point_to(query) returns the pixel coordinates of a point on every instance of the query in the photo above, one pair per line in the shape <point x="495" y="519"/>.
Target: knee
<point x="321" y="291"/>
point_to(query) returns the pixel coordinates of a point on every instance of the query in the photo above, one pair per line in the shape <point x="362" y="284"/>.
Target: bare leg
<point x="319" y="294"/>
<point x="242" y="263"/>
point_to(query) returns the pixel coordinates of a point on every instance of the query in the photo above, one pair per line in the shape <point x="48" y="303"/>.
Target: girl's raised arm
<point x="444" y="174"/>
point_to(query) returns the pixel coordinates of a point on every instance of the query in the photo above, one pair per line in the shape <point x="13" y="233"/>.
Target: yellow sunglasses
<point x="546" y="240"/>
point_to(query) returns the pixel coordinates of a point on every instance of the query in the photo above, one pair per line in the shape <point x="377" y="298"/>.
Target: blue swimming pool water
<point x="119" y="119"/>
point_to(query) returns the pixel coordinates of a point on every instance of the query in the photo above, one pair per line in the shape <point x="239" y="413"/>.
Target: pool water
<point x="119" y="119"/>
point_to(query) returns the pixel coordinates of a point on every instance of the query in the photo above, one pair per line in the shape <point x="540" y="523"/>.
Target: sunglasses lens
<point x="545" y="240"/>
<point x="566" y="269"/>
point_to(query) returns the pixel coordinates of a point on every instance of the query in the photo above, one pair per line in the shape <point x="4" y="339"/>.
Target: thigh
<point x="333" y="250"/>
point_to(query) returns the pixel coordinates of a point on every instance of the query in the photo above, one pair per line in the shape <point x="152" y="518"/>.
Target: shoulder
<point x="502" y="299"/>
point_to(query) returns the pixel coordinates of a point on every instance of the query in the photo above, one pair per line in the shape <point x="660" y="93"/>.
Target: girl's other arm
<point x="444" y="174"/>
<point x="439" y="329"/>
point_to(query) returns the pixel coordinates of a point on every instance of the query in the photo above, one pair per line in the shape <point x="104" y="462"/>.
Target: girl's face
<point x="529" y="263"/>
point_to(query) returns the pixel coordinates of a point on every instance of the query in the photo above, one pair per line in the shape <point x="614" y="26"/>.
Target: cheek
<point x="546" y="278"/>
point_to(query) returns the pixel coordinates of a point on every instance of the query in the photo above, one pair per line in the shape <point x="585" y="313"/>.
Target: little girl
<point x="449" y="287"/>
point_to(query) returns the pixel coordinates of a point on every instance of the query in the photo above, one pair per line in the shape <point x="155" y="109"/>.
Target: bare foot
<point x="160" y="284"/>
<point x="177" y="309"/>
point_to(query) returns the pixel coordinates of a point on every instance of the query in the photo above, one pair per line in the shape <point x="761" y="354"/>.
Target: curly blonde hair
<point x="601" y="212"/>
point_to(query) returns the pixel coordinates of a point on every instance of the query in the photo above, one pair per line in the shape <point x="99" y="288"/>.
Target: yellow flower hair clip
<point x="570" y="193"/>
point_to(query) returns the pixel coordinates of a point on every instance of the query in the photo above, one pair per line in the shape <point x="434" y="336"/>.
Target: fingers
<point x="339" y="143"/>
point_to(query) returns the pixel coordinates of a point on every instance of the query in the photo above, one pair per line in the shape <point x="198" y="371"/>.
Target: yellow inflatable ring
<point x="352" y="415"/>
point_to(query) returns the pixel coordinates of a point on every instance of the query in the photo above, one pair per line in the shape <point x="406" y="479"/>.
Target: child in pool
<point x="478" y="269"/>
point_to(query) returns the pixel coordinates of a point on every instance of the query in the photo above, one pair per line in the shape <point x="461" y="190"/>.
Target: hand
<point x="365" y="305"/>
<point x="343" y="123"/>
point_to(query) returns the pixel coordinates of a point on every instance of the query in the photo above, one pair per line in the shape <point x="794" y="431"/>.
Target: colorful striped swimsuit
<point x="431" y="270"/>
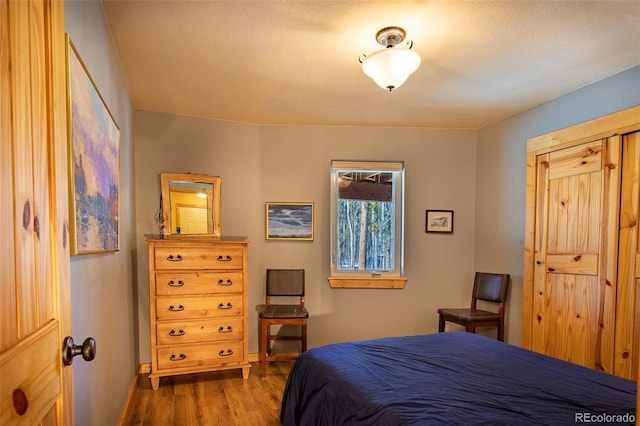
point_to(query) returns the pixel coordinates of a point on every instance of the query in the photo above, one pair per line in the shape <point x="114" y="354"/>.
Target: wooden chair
<point x="487" y="287"/>
<point x="282" y="283"/>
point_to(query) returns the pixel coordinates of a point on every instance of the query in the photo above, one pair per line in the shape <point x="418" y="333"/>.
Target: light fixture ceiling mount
<point x="391" y="66"/>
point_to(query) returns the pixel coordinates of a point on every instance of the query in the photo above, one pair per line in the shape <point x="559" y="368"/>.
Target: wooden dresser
<point x="198" y="305"/>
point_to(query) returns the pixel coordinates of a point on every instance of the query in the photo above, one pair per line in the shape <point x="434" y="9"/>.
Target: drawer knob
<point x="227" y="283"/>
<point x="172" y="283"/>
<point x="175" y="357"/>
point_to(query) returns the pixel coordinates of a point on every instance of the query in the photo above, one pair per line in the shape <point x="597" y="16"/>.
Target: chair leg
<point x="303" y="338"/>
<point x="264" y="344"/>
<point x="441" y="322"/>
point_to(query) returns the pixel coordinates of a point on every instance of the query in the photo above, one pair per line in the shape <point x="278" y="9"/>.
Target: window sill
<point x="336" y="282"/>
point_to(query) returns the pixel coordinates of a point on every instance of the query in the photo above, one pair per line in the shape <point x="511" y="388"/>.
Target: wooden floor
<point x="213" y="398"/>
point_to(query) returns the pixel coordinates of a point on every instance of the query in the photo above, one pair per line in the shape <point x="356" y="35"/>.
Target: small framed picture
<point x="289" y="221"/>
<point x="439" y="221"/>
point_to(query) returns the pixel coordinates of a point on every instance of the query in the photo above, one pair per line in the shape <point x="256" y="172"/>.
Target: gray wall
<point x="479" y="174"/>
<point x="291" y="163"/>
<point x="102" y="285"/>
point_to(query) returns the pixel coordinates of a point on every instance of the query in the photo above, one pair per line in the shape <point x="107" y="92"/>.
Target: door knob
<point x="69" y="350"/>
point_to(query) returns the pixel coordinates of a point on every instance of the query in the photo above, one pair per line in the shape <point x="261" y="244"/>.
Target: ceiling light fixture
<point x="391" y="66"/>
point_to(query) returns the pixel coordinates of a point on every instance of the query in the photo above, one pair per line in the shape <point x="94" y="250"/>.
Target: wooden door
<point x="34" y="265"/>
<point x="627" y="345"/>
<point x="576" y="247"/>
<point x="581" y="297"/>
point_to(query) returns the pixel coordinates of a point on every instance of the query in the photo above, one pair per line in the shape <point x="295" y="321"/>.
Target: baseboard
<point x="142" y="369"/>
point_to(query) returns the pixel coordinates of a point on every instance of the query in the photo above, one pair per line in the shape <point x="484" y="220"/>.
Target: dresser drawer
<point x="182" y="283"/>
<point x="194" y="331"/>
<point x="176" y="308"/>
<point x="193" y="257"/>
<point x="196" y="355"/>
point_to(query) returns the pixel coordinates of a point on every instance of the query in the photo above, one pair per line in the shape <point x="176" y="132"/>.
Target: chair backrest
<point x="285" y="282"/>
<point x="490" y="287"/>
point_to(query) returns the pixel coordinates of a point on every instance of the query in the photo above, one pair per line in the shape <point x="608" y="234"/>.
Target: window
<point x="367" y="229"/>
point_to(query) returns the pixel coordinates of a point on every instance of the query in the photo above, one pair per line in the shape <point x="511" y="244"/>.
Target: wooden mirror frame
<point x="213" y="208"/>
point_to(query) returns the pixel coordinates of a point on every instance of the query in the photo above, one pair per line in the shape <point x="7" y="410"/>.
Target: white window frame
<point x="368" y="278"/>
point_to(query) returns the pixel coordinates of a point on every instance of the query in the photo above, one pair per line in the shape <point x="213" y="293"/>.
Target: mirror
<point x="190" y="204"/>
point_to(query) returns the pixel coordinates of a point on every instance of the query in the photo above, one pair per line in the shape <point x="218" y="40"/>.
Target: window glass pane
<point x="367" y="217"/>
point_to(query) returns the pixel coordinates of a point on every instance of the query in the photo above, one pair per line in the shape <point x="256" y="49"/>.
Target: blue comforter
<point x="448" y="379"/>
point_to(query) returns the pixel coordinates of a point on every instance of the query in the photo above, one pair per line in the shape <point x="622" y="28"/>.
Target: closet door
<point x="574" y="280"/>
<point x="627" y="345"/>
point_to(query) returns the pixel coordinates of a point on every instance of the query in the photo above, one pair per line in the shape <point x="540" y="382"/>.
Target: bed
<point x="454" y="378"/>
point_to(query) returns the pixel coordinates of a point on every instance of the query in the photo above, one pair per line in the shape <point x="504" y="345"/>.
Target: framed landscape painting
<point x="440" y="221"/>
<point x="289" y="221"/>
<point x="94" y="141"/>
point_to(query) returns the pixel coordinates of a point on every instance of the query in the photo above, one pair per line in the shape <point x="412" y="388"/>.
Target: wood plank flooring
<point x="213" y="398"/>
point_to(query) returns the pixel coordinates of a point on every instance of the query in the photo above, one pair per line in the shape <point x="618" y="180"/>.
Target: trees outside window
<point x="367" y="218"/>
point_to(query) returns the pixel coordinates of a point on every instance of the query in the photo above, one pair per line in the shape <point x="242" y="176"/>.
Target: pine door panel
<point x="573" y="300"/>
<point x="627" y="345"/>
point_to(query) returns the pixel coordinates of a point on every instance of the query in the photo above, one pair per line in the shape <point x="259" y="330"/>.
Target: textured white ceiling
<point x="296" y="62"/>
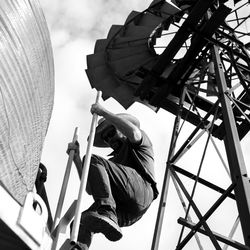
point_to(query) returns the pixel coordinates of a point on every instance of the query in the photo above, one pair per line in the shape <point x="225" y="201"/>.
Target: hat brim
<point x="104" y="124"/>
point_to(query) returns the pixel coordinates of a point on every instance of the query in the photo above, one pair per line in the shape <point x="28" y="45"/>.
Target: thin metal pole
<point x="233" y="149"/>
<point x="85" y="170"/>
<point x="166" y="180"/>
<point x="64" y="184"/>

REQUEST: Please report every line of the data above that contains the string "sunglasses", with case counting.

RESPONSE TO THIS EXERCISE:
Target: yellow sunglasses
Target: sunglasses lens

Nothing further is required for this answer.